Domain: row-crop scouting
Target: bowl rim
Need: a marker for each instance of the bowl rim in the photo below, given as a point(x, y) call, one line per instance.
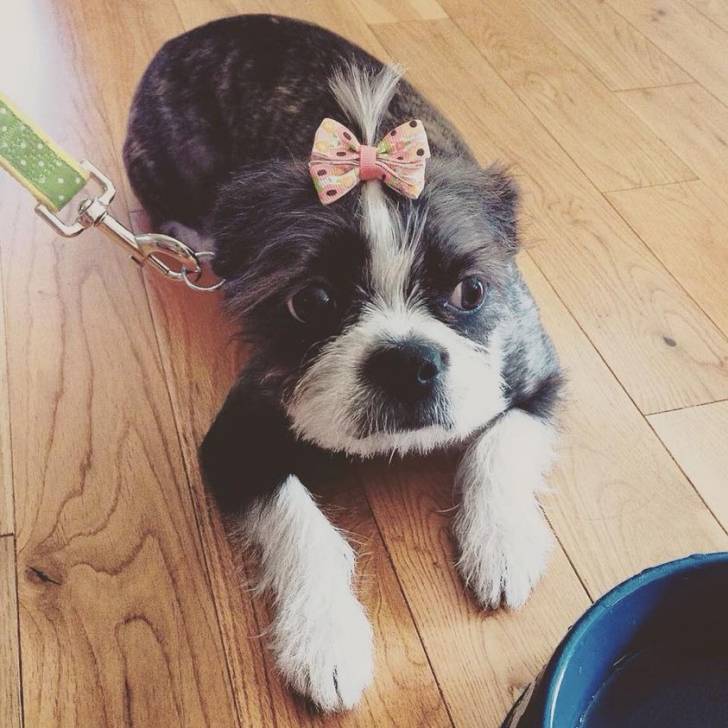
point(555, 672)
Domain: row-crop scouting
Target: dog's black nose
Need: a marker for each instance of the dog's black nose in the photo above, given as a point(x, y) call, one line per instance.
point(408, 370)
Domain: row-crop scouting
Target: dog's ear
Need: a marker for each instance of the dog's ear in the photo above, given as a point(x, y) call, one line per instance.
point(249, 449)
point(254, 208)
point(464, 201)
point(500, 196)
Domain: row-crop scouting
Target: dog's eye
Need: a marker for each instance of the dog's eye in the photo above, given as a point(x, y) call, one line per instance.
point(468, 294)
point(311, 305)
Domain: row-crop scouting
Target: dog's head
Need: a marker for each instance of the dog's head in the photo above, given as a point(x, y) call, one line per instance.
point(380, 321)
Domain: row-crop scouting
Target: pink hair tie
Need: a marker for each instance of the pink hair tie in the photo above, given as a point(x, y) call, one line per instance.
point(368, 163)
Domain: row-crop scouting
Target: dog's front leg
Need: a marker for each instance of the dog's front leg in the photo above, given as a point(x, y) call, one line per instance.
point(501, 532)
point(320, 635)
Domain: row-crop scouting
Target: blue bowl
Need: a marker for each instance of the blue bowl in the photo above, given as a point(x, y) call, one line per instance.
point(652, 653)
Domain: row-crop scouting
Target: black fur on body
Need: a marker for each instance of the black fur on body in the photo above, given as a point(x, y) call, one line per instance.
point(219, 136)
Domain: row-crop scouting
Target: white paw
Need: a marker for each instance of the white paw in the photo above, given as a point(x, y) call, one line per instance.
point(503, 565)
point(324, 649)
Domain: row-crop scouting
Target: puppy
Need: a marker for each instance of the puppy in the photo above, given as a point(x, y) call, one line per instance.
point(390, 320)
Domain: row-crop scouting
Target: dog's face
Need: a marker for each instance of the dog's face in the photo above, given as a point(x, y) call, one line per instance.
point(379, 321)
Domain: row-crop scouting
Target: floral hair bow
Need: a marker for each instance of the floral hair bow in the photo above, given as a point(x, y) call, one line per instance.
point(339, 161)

◆ ◆ ◆

**Instructions for the task**
Please quote the lines of the material, beginning with the first and ending with the one that contains "Target: dog's black nose", exactly as written and without any pictures.

**Reply**
Domain: row-crop scouting
Target: bowl rim
Need: a marker for each instance of the bowl rim in the photo below, given as a point(x, y) call, one line per instance.
point(555, 672)
Domain: row-crop scouting
Target: dog's black nose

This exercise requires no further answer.